Tasks and exercises:
A – Reproduce the part of the biomimicry article that begins with the words "While large corporations" and ends with "companies are after.".
B – According to the biomimicry article, in what year did Janine Benyus coin the term biomimicry?

Wednesday 20 February 2013

Unlocking Business Ideas Hidden in the Natural World

Unlocking Business Ideas Hidden in the Natural World
Lloyd Watts, who reverse engineered the way the human ear works to develop
 of a chip used in cell phones, stands beside an acoustic testing robot at his
company's lab.
Image credit: Audience
When Janine Benyus coined the term biomimicry in 1997 to describe how nature can inspire innovation, she never expected her phone to start ringing off the hook. Since then, such companies as Procter & Gamble, Boeing, General Electric, Herman Miller, Nike and Levi Strauss have called, wanting to know how they can use nature as inspiration for new products.

While large corporations approached her initially, Benyus, cofounder of the Missoula, Mont.-based consulting firm Biomimicry 3.8, says entrepreneurs are often the ones developing the kind of nature-inspired innovations these large companies are after.
Why the business interest in nature? "Every single problem faced by humans today has been solved by nature," says Jay Harman, CEO of PAX Scientific, a San Rafael Calif.-based firm that conducts biomimicry research. "It has millions of years of trial and error with an open resource and development budget."

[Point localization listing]

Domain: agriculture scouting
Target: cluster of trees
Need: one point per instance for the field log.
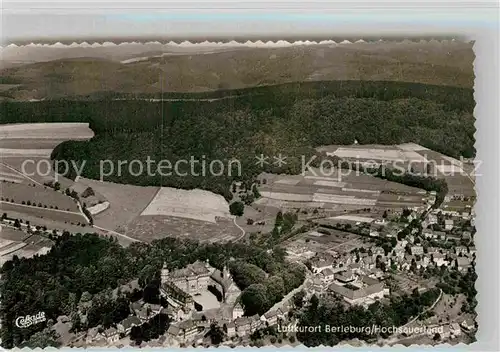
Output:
(453, 282)
(332, 312)
(82, 266)
(290, 119)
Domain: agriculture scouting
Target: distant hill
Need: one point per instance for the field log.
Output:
(89, 71)
(291, 119)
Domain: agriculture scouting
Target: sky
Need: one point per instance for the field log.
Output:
(23, 21)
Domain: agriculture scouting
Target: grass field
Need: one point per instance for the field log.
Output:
(126, 202)
(151, 227)
(335, 192)
(64, 217)
(190, 204)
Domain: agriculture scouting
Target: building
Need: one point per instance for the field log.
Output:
(183, 331)
(327, 274)
(439, 259)
(345, 276)
(319, 265)
(237, 311)
(126, 325)
(246, 325)
(417, 250)
(468, 324)
(195, 279)
(462, 263)
(448, 224)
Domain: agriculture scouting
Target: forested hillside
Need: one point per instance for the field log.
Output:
(79, 268)
(291, 119)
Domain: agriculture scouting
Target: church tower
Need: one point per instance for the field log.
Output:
(165, 273)
(225, 273)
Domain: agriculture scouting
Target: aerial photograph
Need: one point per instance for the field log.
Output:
(226, 193)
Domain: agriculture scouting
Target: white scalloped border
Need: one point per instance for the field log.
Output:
(232, 43)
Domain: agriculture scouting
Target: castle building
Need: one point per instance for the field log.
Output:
(195, 279)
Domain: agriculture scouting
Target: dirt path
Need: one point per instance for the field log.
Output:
(127, 238)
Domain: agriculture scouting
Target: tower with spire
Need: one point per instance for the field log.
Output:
(165, 273)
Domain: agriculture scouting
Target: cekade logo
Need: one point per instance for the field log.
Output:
(28, 320)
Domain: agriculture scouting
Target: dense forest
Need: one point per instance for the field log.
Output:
(291, 119)
(80, 267)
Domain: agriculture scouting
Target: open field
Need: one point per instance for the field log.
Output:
(46, 131)
(345, 192)
(49, 223)
(15, 242)
(335, 243)
(65, 217)
(151, 227)
(190, 204)
(126, 202)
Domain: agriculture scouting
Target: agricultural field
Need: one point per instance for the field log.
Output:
(15, 242)
(458, 174)
(46, 131)
(334, 243)
(151, 227)
(49, 223)
(335, 193)
(189, 204)
(126, 202)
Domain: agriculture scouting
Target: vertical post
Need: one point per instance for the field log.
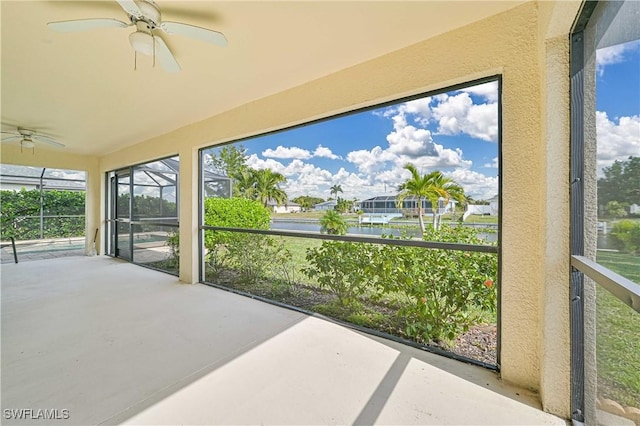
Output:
(42, 203)
(577, 225)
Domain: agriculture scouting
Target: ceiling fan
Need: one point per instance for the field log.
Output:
(28, 138)
(146, 17)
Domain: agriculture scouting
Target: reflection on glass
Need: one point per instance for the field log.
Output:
(156, 246)
(616, 38)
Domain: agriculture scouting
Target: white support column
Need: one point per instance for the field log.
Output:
(188, 215)
(94, 200)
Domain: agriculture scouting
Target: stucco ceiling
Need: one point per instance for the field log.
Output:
(81, 88)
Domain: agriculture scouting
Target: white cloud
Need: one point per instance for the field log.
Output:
(616, 141)
(323, 151)
(613, 55)
(458, 114)
(409, 140)
(493, 164)
(282, 152)
(476, 185)
(489, 90)
(370, 161)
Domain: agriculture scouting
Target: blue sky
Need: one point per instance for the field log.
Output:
(618, 103)
(455, 132)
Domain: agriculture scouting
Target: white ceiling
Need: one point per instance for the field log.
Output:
(81, 88)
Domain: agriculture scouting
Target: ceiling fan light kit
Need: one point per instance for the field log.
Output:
(145, 15)
(28, 138)
(142, 42)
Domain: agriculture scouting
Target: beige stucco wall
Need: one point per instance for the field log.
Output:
(527, 46)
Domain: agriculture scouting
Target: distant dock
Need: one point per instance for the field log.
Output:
(377, 218)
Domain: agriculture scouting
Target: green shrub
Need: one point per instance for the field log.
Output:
(233, 213)
(254, 256)
(445, 291)
(332, 222)
(20, 211)
(626, 236)
(340, 268)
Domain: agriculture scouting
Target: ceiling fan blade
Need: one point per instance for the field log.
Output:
(86, 24)
(192, 31)
(11, 138)
(46, 139)
(130, 7)
(164, 55)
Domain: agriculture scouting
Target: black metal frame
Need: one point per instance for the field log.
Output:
(358, 239)
(416, 243)
(576, 179)
(112, 213)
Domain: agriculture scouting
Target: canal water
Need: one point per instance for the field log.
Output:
(374, 230)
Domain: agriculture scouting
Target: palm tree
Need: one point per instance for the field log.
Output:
(333, 223)
(335, 189)
(444, 188)
(432, 187)
(244, 183)
(416, 186)
(266, 186)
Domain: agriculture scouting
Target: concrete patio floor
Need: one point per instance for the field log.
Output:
(114, 343)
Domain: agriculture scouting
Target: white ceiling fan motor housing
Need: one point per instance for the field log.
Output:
(150, 12)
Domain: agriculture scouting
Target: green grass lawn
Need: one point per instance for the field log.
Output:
(618, 335)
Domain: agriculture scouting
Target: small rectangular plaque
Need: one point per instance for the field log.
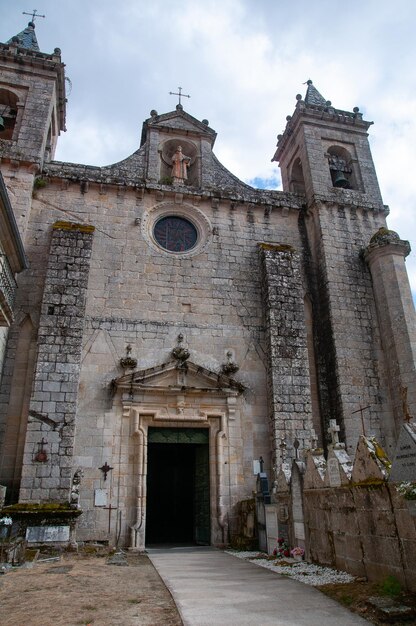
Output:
(45, 534)
(256, 467)
(299, 529)
(404, 462)
(100, 497)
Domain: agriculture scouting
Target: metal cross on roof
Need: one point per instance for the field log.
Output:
(34, 14)
(180, 94)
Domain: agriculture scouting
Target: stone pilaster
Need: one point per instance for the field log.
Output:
(47, 468)
(396, 313)
(289, 392)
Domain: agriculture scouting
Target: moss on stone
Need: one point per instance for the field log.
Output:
(281, 247)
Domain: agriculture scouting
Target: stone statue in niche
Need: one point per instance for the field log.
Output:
(180, 164)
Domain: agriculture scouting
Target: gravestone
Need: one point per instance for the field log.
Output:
(334, 475)
(297, 503)
(404, 463)
(100, 497)
(262, 498)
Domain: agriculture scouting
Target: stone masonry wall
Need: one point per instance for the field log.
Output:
(289, 393)
(348, 335)
(365, 530)
(54, 399)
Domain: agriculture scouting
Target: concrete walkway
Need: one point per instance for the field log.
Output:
(211, 588)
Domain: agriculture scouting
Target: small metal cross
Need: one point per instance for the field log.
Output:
(360, 410)
(105, 469)
(34, 14)
(180, 94)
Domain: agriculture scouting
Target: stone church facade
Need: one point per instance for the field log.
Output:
(175, 324)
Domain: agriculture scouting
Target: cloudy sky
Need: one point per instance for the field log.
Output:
(243, 62)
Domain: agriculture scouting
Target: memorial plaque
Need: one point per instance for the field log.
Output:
(100, 497)
(284, 532)
(299, 529)
(404, 464)
(256, 467)
(272, 529)
(333, 473)
(47, 534)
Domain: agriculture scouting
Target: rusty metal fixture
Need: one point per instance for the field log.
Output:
(179, 352)
(231, 366)
(127, 362)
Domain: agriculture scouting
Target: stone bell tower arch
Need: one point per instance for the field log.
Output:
(324, 154)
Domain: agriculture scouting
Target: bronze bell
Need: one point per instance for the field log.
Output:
(340, 180)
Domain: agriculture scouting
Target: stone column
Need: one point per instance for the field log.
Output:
(396, 314)
(289, 394)
(47, 461)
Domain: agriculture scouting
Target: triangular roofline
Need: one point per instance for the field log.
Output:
(161, 121)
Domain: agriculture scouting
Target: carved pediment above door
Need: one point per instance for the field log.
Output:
(176, 377)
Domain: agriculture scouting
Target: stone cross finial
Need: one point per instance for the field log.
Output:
(180, 94)
(333, 431)
(34, 15)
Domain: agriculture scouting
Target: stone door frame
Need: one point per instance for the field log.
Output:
(141, 417)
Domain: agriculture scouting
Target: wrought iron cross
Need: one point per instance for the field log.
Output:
(34, 14)
(180, 94)
(105, 469)
(360, 410)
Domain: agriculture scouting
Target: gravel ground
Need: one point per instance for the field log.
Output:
(307, 573)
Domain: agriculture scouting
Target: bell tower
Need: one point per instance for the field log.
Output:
(32, 114)
(324, 154)
(324, 150)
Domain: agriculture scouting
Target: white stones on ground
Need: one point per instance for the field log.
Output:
(308, 573)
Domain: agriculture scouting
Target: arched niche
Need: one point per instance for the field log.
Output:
(8, 111)
(296, 179)
(342, 168)
(167, 150)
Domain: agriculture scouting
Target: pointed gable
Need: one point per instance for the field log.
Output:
(26, 38)
(313, 96)
(178, 121)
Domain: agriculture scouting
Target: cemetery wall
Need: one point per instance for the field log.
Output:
(366, 530)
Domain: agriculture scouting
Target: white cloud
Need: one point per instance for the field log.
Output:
(243, 63)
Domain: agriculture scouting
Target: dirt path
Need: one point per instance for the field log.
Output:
(85, 590)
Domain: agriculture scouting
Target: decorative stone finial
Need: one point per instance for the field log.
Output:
(231, 366)
(127, 362)
(385, 237)
(180, 353)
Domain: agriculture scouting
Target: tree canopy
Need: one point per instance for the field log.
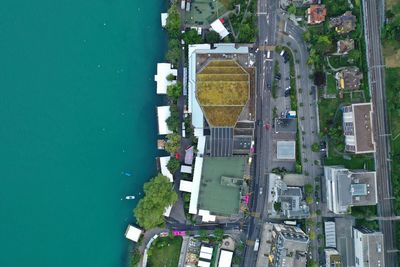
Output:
(212, 37)
(173, 143)
(158, 195)
(173, 120)
(173, 165)
(174, 51)
(173, 22)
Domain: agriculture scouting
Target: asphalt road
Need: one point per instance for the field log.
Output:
(376, 81)
(266, 36)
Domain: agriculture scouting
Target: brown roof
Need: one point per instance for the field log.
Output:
(316, 14)
(344, 46)
(363, 129)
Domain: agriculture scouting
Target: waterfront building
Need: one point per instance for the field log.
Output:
(164, 70)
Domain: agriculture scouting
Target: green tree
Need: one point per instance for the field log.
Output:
(323, 44)
(307, 36)
(212, 37)
(173, 143)
(158, 195)
(173, 121)
(192, 37)
(292, 10)
(174, 51)
(203, 235)
(174, 91)
(308, 188)
(173, 165)
(315, 147)
(173, 22)
(246, 33)
(278, 206)
(135, 258)
(219, 233)
(312, 235)
(170, 77)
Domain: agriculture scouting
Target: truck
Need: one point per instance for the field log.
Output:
(256, 244)
(294, 223)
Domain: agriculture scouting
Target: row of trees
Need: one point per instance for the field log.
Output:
(158, 195)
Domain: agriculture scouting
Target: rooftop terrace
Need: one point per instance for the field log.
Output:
(218, 193)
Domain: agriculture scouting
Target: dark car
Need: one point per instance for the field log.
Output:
(287, 92)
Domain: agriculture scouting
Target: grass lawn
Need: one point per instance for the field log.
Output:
(164, 252)
(331, 84)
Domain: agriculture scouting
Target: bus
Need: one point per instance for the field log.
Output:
(256, 244)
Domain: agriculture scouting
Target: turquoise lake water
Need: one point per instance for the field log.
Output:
(77, 108)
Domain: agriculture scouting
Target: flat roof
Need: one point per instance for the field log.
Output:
(219, 27)
(203, 264)
(164, 17)
(194, 196)
(225, 258)
(186, 169)
(330, 234)
(219, 199)
(133, 233)
(186, 186)
(286, 125)
(286, 150)
(163, 114)
(163, 70)
(164, 170)
(363, 130)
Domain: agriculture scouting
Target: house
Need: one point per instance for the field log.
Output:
(345, 46)
(164, 70)
(290, 199)
(218, 26)
(282, 245)
(358, 128)
(368, 248)
(332, 258)
(222, 112)
(316, 14)
(344, 23)
(349, 78)
(298, 3)
(346, 188)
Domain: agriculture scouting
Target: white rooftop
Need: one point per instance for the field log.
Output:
(203, 264)
(164, 170)
(163, 114)
(164, 17)
(286, 150)
(206, 216)
(167, 211)
(133, 233)
(186, 169)
(186, 186)
(219, 27)
(194, 196)
(163, 70)
(225, 258)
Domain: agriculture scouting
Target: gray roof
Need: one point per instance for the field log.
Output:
(330, 234)
(286, 125)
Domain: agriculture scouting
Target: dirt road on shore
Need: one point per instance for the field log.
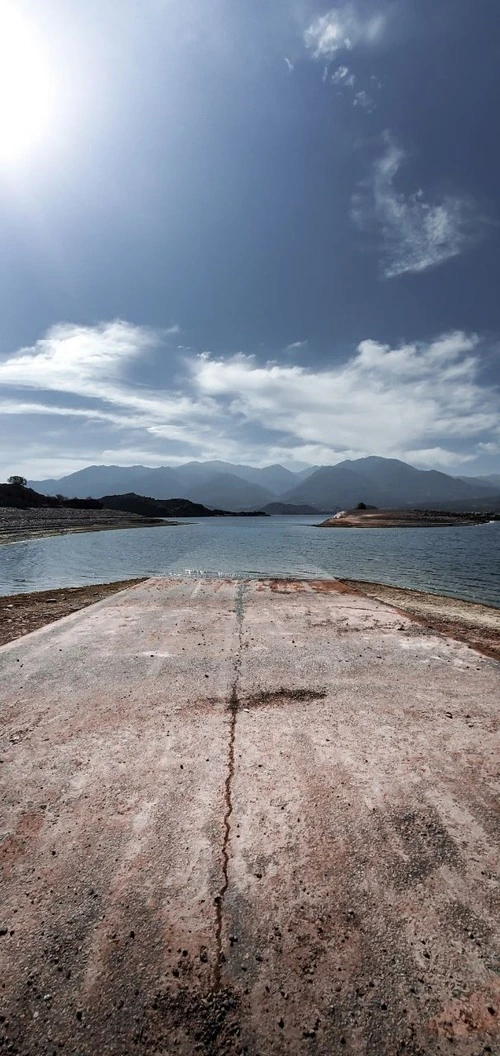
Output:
(248, 817)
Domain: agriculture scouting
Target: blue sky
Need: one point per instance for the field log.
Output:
(258, 231)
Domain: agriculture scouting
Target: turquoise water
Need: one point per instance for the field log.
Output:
(460, 562)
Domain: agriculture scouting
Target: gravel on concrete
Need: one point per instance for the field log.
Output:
(248, 817)
(470, 622)
(23, 613)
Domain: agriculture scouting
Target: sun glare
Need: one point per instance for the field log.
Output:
(25, 87)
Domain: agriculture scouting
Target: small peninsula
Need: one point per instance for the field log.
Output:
(370, 517)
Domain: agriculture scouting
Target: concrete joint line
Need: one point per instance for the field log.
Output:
(233, 710)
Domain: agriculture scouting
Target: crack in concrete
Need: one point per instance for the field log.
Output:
(233, 709)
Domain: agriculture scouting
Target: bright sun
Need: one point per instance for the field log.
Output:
(25, 87)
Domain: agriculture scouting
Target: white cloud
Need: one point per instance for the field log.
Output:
(417, 233)
(343, 29)
(296, 345)
(383, 400)
(91, 362)
(364, 101)
(424, 402)
(344, 76)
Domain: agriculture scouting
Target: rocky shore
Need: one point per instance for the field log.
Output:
(36, 522)
(21, 614)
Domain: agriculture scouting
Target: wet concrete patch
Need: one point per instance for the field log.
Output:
(278, 698)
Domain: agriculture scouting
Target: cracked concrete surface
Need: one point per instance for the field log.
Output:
(248, 817)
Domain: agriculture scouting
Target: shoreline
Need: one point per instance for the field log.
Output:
(29, 534)
(474, 623)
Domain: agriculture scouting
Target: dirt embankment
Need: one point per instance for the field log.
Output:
(402, 519)
(478, 625)
(34, 523)
(21, 614)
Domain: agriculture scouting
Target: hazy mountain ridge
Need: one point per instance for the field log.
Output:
(375, 481)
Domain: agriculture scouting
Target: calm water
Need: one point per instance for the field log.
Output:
(461, 562)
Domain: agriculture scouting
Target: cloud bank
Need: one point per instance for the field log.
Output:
(341, 29)
(425, 402)
(415, 233)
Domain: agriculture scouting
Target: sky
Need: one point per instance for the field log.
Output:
(262, 231)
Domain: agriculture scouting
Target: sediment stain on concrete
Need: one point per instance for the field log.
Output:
(337, 793)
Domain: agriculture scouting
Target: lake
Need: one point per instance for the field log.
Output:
(461, 562)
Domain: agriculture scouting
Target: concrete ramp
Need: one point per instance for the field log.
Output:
(248, 817)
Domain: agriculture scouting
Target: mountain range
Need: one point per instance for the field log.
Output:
(375, 481)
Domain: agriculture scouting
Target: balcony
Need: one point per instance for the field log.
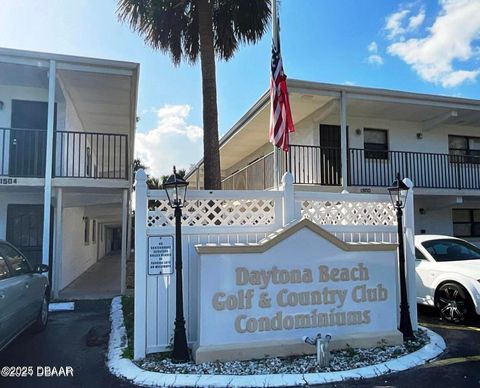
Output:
(76, 154)
(314, 165)
(425, 169)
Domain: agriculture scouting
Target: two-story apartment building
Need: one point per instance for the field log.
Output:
(356, 139)
(67, 129)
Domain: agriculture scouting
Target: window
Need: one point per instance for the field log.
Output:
(18, 263)
(466, 222)
(466, 149)
(451, 250)
(4, 272)
(94, 231)
(375, 143)
(86, 231)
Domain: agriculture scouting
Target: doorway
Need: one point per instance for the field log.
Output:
(28, 138)
(25, 230)
(330, 155)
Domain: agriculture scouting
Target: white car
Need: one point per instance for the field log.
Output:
(448, 276)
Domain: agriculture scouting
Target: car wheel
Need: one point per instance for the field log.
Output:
(453, 302)
(42, 318)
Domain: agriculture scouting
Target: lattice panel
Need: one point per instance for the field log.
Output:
(215, 212)
(349, 213)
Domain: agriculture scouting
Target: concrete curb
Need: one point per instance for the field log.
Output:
(125, 368)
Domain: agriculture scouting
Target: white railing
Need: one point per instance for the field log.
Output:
(226, 217)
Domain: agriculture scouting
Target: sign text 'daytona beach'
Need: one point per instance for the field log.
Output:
(302, 285)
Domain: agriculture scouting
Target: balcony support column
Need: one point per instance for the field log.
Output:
(125, 236)
(47, 202)
(57, 263)
(343, 140)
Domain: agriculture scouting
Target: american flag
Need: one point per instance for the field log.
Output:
(281, 123)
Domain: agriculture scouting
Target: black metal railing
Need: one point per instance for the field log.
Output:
(426, 170)
(314, 165)
(22, 152)
(76, 154)
(91, 155)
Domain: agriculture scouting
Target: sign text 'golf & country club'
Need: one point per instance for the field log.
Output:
(254, 292)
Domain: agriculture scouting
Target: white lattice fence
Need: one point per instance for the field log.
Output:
(232, 217)
(215, 212)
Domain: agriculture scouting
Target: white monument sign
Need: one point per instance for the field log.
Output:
(160, 255)
(260, 300)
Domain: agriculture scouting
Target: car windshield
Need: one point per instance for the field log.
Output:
(452, 250)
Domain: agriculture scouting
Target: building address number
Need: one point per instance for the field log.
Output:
(8, 181)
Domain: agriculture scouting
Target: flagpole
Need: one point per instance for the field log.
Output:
(275, 42)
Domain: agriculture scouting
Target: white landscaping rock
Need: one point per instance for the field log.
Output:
(125, 368)
(61, 306)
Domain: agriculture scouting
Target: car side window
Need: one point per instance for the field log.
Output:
(4, 271)
(18, 263)
(419, 255)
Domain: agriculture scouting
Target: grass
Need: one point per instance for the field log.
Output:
(127, 306)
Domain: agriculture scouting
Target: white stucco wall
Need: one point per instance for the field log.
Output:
(77, 257)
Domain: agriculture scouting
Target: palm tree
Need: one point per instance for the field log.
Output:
(189, 29)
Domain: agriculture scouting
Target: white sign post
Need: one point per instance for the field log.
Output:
(160, 255)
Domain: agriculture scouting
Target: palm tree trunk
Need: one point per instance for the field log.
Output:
(211, 154)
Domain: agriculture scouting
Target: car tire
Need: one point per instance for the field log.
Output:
(42, 318)
(453, 303)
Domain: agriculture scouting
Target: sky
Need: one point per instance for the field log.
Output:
(420, 46)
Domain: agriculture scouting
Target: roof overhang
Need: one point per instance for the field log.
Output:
(312, 99)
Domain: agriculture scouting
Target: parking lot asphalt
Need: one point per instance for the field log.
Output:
(64, 344)
(458, 366)
(69, 341)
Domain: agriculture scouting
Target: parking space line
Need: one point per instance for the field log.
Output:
(468, 328)
(450, 361)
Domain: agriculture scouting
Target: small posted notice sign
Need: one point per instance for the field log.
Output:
(160, 255)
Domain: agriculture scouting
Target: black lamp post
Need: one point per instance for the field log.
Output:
(398, 194)
(176, 189)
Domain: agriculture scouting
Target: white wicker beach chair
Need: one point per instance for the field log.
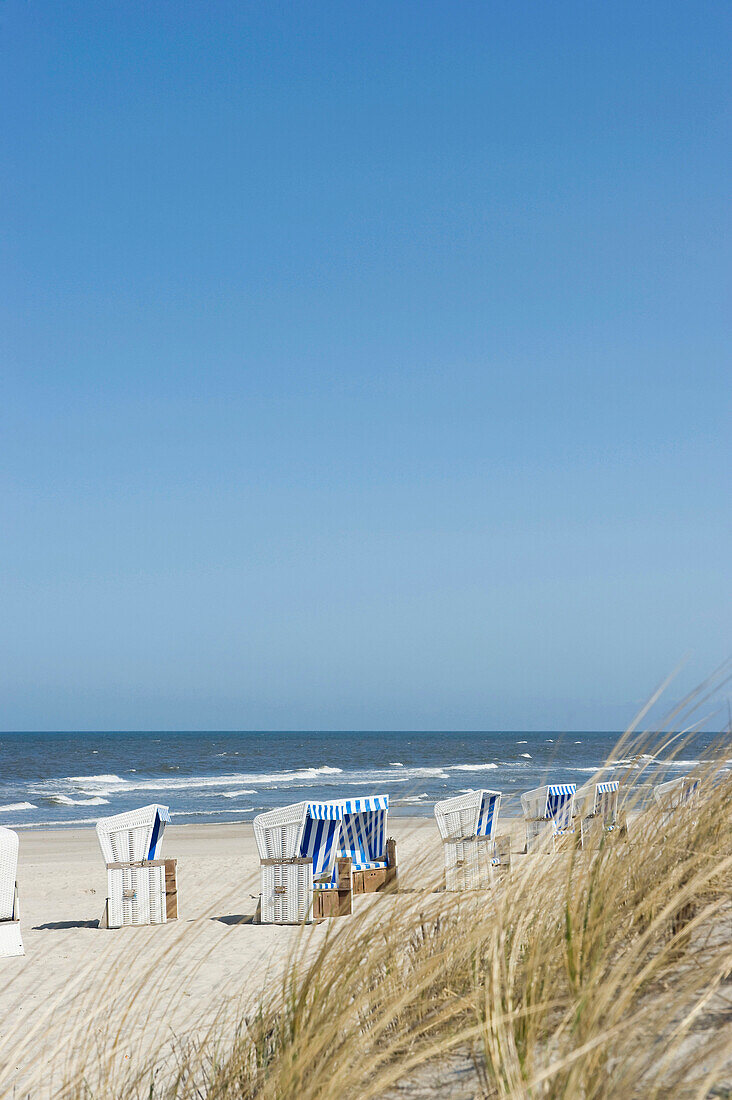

Results by task:
A –
While large corporations approached her initially, Benyus, cofounder of the Missoula, Mont.-based consulting firm Biomimicry 3.8, says entrepreneurs are often the ones developing the kind of nature-inspired innovations these large companies are after.

B – 1997